● How to complete this task:
Return the data word for word. Pictures are to be omitted.

● Data:

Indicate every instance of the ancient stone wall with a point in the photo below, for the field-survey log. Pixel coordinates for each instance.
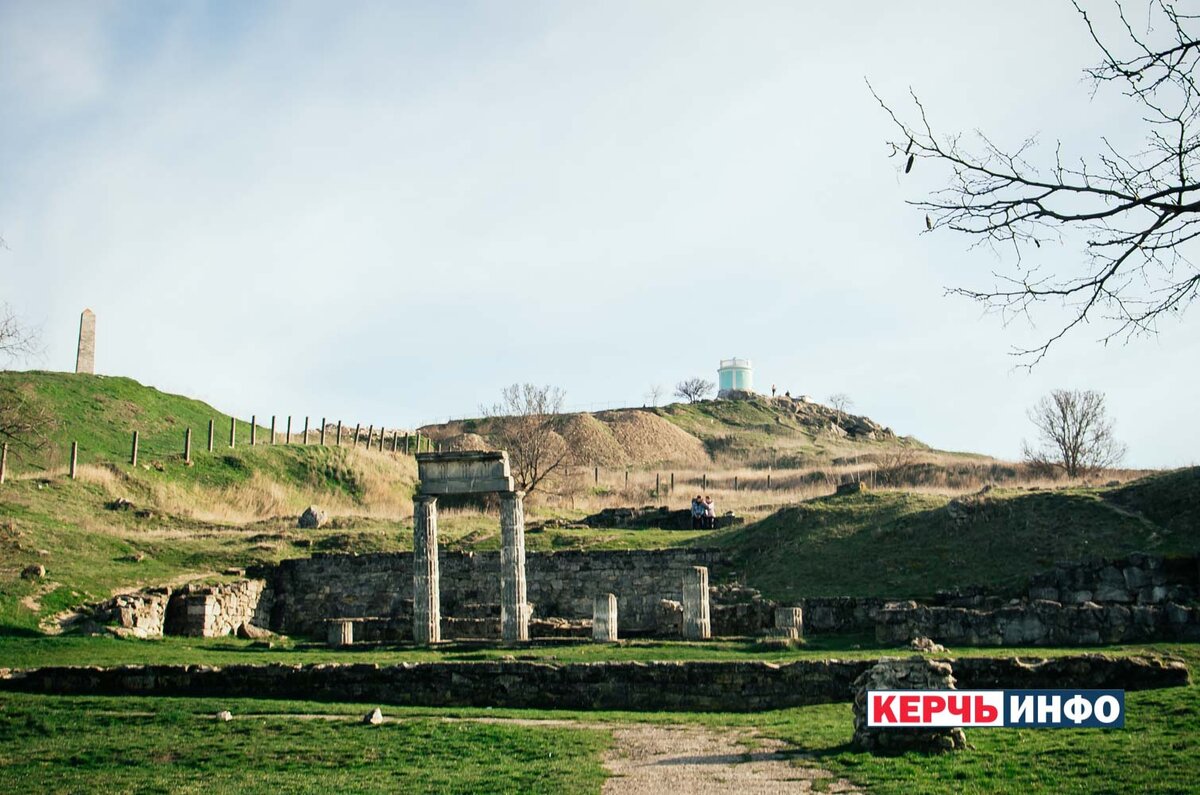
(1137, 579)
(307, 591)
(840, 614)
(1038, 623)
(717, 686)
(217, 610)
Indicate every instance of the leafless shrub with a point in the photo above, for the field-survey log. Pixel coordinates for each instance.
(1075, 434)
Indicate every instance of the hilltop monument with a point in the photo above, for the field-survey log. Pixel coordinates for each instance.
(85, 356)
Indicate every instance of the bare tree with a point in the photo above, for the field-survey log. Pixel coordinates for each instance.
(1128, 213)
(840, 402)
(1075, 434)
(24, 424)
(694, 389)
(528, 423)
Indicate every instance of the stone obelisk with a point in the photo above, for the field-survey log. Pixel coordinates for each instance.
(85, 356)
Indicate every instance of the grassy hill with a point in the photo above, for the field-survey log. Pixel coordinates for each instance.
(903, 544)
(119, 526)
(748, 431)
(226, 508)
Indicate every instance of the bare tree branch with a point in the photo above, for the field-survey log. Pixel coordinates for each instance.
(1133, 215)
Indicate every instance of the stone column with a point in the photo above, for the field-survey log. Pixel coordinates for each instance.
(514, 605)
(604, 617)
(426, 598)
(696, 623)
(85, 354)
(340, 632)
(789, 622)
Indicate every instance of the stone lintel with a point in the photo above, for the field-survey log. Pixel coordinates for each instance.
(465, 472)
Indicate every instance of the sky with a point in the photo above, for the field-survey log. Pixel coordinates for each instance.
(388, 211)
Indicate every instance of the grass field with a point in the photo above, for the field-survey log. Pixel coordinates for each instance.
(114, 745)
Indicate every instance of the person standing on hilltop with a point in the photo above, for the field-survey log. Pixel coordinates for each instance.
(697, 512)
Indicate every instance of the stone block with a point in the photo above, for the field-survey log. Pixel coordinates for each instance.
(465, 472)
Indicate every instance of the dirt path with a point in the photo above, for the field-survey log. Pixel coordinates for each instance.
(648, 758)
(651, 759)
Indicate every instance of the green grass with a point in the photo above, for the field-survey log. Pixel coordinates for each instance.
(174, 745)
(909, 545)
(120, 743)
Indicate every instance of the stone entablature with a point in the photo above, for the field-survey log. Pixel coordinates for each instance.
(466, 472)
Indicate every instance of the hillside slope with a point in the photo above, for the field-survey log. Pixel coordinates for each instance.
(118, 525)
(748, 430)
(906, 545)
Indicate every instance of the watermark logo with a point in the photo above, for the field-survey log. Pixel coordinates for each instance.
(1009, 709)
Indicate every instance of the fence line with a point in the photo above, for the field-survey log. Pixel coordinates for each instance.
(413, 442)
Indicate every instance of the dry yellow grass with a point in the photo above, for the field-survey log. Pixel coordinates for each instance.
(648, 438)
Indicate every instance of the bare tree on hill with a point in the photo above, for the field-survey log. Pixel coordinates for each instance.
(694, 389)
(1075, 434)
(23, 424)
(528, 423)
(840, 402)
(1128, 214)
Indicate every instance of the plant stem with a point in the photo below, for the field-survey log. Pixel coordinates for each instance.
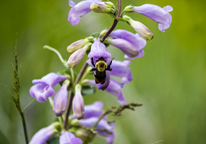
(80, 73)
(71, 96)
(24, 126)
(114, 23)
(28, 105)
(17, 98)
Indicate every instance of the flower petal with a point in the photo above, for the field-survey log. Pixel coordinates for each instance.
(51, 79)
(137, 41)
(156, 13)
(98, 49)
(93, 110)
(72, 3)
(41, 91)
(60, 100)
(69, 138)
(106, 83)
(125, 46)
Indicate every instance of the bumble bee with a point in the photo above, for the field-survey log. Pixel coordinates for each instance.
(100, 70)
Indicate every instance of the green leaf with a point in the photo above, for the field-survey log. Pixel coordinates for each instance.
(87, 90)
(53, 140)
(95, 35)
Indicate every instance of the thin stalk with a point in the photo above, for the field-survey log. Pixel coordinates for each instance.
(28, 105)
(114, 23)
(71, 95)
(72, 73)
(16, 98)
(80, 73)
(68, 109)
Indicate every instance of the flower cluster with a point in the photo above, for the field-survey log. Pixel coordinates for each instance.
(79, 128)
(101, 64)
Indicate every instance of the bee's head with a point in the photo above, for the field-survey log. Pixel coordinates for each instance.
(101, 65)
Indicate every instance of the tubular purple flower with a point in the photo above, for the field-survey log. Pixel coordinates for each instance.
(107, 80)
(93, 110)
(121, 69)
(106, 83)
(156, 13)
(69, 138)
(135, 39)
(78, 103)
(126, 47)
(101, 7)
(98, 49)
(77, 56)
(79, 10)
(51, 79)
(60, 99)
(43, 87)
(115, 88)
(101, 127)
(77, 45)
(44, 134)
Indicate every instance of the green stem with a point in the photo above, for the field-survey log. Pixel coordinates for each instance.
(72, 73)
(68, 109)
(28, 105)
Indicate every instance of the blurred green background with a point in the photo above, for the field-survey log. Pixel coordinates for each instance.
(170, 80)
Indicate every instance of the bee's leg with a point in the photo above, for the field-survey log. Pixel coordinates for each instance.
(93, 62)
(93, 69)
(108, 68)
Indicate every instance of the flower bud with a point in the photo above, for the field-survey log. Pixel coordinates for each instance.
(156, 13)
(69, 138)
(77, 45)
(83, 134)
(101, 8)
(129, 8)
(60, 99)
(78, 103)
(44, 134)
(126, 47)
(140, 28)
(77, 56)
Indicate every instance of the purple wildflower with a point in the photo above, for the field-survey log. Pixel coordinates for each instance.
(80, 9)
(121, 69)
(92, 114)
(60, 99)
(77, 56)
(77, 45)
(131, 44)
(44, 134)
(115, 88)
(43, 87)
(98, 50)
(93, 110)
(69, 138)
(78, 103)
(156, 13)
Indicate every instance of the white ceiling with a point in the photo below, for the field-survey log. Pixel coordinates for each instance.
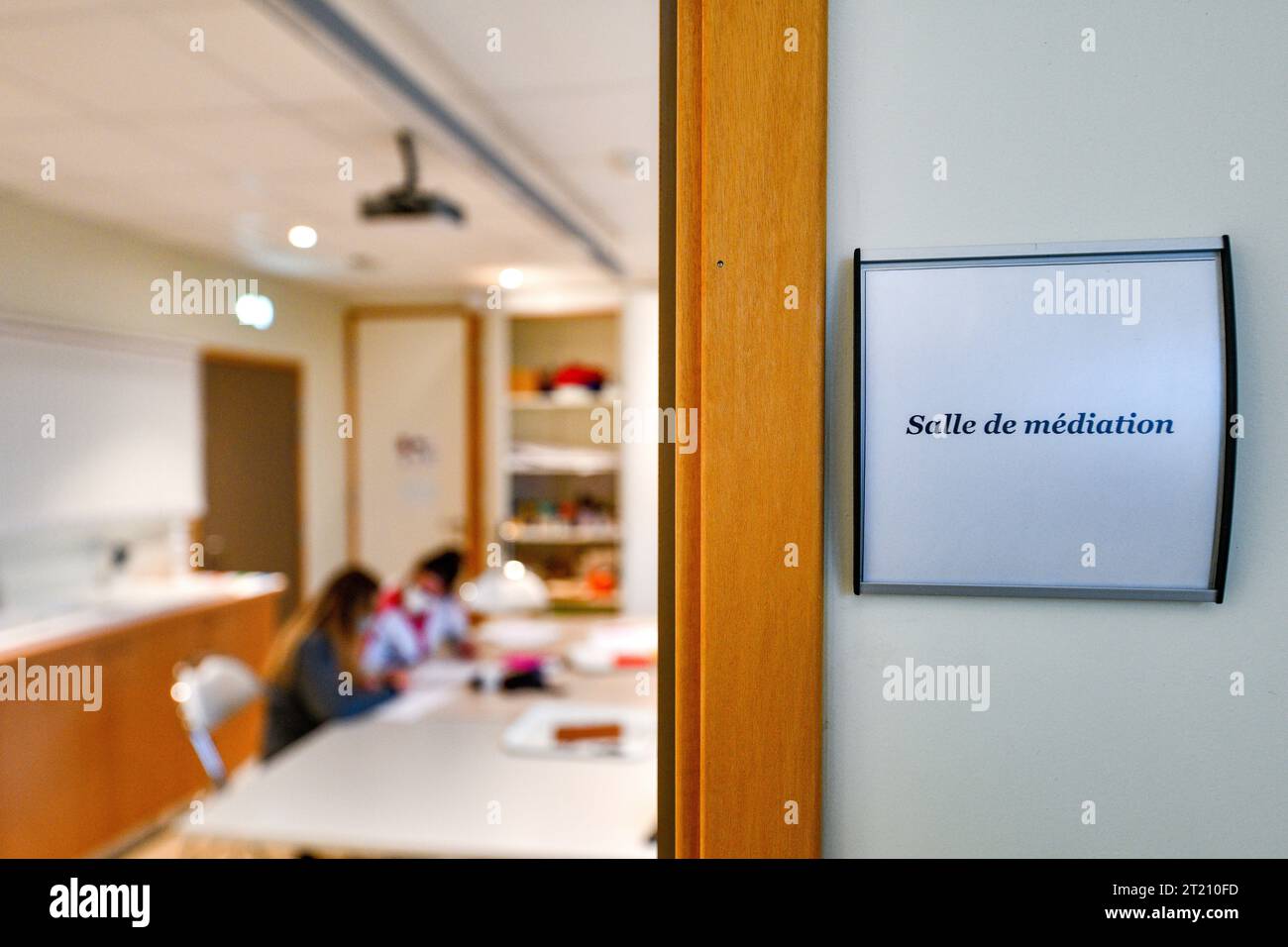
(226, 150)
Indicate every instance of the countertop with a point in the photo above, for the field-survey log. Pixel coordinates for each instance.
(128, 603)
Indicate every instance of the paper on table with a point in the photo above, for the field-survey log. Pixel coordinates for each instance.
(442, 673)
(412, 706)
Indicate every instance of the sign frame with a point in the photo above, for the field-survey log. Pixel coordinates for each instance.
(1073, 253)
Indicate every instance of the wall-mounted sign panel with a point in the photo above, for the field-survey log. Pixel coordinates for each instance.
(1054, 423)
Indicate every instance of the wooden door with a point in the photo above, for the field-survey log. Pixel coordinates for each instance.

● Your solution:
Indicate every instance of the ancient stone wall with a point in the photo below, for the field-survey log. Pixel coordinates for each instance.
(1137, 579)
(307, 591)
(840, 614)
(1038, 623)
(717, 686)
(217, 610)
Indicate every instance of the leafless shrub with a point in the photo above, for the field-survey log. Pixel coordinates for each instance.
(1075, 434)
Indicate every instance of the hilltop monument with a point in the photo above, for the field-survey log. Pixel coordinates for each instance.
(85, 356)
Indicate every instance of the bare tree with a point in the photo above, for the field-survey log. Pixel coordinates for each instance.
(1128, 213)
(840, 402)
(1075, 434)
(24, 424)
(694, 389)
(528, 423)
Indicate every instance of the stone obelisk with a point in the photo above, for the field-survey log. Pixel coordinates for each instance.
(85, 356)
Indicate every instance of the grassy hill with a point in the photo above, for the field-survey log. Pixel coordinates for each instance.
(903, 544)
(119, 526)
(748, 431)
(226, 508)
Indicate every instance of the bare tree branch with a point in the photo above, for the field-survey log. Pixel coordinates for each instance.
(1133, 215)
Indicate every instance of the stone column with a point in the photo above, for the field-survey log. Pixel coordinates for each instance.
(514, 605)
(604, 617)
(426, 598)
(696, 623)
(85, 354)
(340, 632)
(789, 622)
Indicate every instance of the stone lintel with a point in the photo above, for the field-survey log. Pixel coordinates for each instance.
(465, 472)
Indicate every instance of the sky with a point in the photo above, for the field-survey log. Pixel coordinates for each instance.
(388, 211)
Indicate every instance of the grass field with a point in the photo above, for the field-survey log. Pixel coordinates for each instance.
(114, 745)
Indicate every instance of the person standing on hilltop with a point in the photo above, for the field-survey log. Pixel coordinates for each instance.
(697, 512)
Indicate every instance of the stone block with a point in the photo above, for the field-survey log. Pixel coordinates for each instance.
(465, 472)
Indicate every instance of the dirt path with a point in the photo above, for the field-survey log. Pixel coordinates for each instance.
(648, 758)
(651, 759)
Indicate every instance of the green grass with a point in the photo above, for the field-survey log. Pixel coordinates for each instance.
(174, 745)
(909, 545)
(120, 743)
Indicate every instance of the stone entablature with a point in the photo above, for the field-survey log. Pixel coordinates for each instance.
(466, 472)
Indicate every instance of the hillside slope with a point in the photo above, for the field-survey log. Pixel coordinates for each instance.
(118, 525)
(748, 430)
(906, 545)
Indicate every instance of the watermark logo with a point in the photo above, for the field-survey log. Pixel coordinates for each instance.
(1009, 709)
Indicate every instance of the fence line with a point in the photo above, for the field-survey log. Pixel coordinates for each instance.
(413, 442)
Indicate every instance of the dry yellow grass with a point in the photo above, for the field-survey log. Pixel coordinates for each instance.
(648, 438)
Indicate every instance of the bare tree on hill with a point in the photo above, for the field-survey log. Pixel coordinates for each instance.
(694, 389)
(1075, 434)
(23, 424)
(528, 423)
(840, 402)
(1128, 214)
Indicate every instance of the plant stem with a point in the photo below, for the field-survey log. Pixel coordinates for each instance.
(80, 73)
(71, 96)
(24, 126)
(114, 23)
(28, 105)
(17, 98)
Indicate every instance of the flower petal with a point in the photo above, for the field-survey log. Pixel coordinates for each instance.
(51, 79)
(137, 41)
(156, 13)
(98, 49)
(93, 110)
(72, 3)
(41, 91)
(60, 100)
(69, 138)
(106, 83)
(125, 46)
Indicate every instance of the bumble bee with a point in the photo above, for the field-survey log. Pixel coordinates for each instance.
(100, 70)
Indicate every instance of the green leaf with a point in the photo above, for the field-survey log. Pixel coordinates for each instance.
(87, 90)
(53, 140)
(95, 35)
Indicate every instance of the thin stalk with a point in the photo above, for the field-survey log. Pixel coordinates for each instance.
(28, 105)
(114, 23)
(71, 95)
(72, 73)
(16, 98)
(80, 73)
(68, 109)
Indicate every instance of the flower cluster with a point in the photo above, for the field-survey log. Pixel coordinates for each instance.
(79, 128)
(101, 64)
Indicate every instance of the bee's head with a point in the photo above, for the field-survey log. Pixel coordinates for each instance.
(101, 65)
Indicate every instance of the tubular purple flower with a point in the photo above, for the field-survey log. Pixel coordinates for each instance.
(107, 80)
(93, 110)
(121, 69)
(106, 83)
(156, 13)
(69, 138)
(135, 39)
(78, 103)
(126, 47)
(101, 7)
(98, 49)
(77, 56)
(79, 10)
(51, 79)
(60, 99)
(43, 87)
(115, 88)
(101, 127)
(77, 45)
(44, 134)
Indicate every instance of the green stem with a point in the photo above, for the field-survey log. Pixel coordinates for each instance.
(72, 73)
(68, 109)
(28, 105)
Indicate every instance of the blurred green background with a point in the photo above, for the field-survey log. Pixel coordinates for each instance.
(170, 80)
Indicate every instance of the bee's leg with a point in the photo above, for the field-survey log. Pixel coordinates for each instance.
(93, 62)
(93, 69)
(108, 68)
Indicate every instance of the flower bud with a point in the photo above, for the field-survey log. Pixel coordinates for each instance.
(156, 13)
(69, 138)
(77, 45)
(83, 134)
(101, 8)
(129, 8)
(60, 99)
(78, 103)
(44, 134)
(126, 47)
(140, 28)
(77, 56)
Indicate every instance of the purple wildflower with a point in the photo above, for the field-survey log. Pixel coordinates for each instance.
(80, 9)
(121, 69)
(92, 114)
(60, 99)
(77, 56)
(77, 45)
(131, 44)
(44, 134)
(115, 88)
(43, 87)
(98, 50)
(93, 110)
(69, 138)
(78, 103)
(156, 13)
Indicate every instance of the white ceiling with a point in the photo below, for the field-survey log. Pixel coordinates for each instance.
(226, 150)
Indicate every instance of the countertop with a point in the photo above, for the field-survey log. Pixel coordinates for each instance.
(128, 603)
Indicate every instance of the paper on table with a point in the photo above, for the field-survey log. Pixel coordinates for each instance.
(442, 673)
(412, 706)
Indicate every instance of the sign frame with a point in the photo above, for the field-survey log. Pixel coordinates for each instance.
(1073, 253)
Indicate every instance of the wall-mounted sign panel with a point in the photo above, for the field-survey log. Pixel coordinates for each instance.
(1054, 423)
Indicate every instance of the wooden door with a point in the photo above, for the field-survey log. Pixel coordinates for each instance.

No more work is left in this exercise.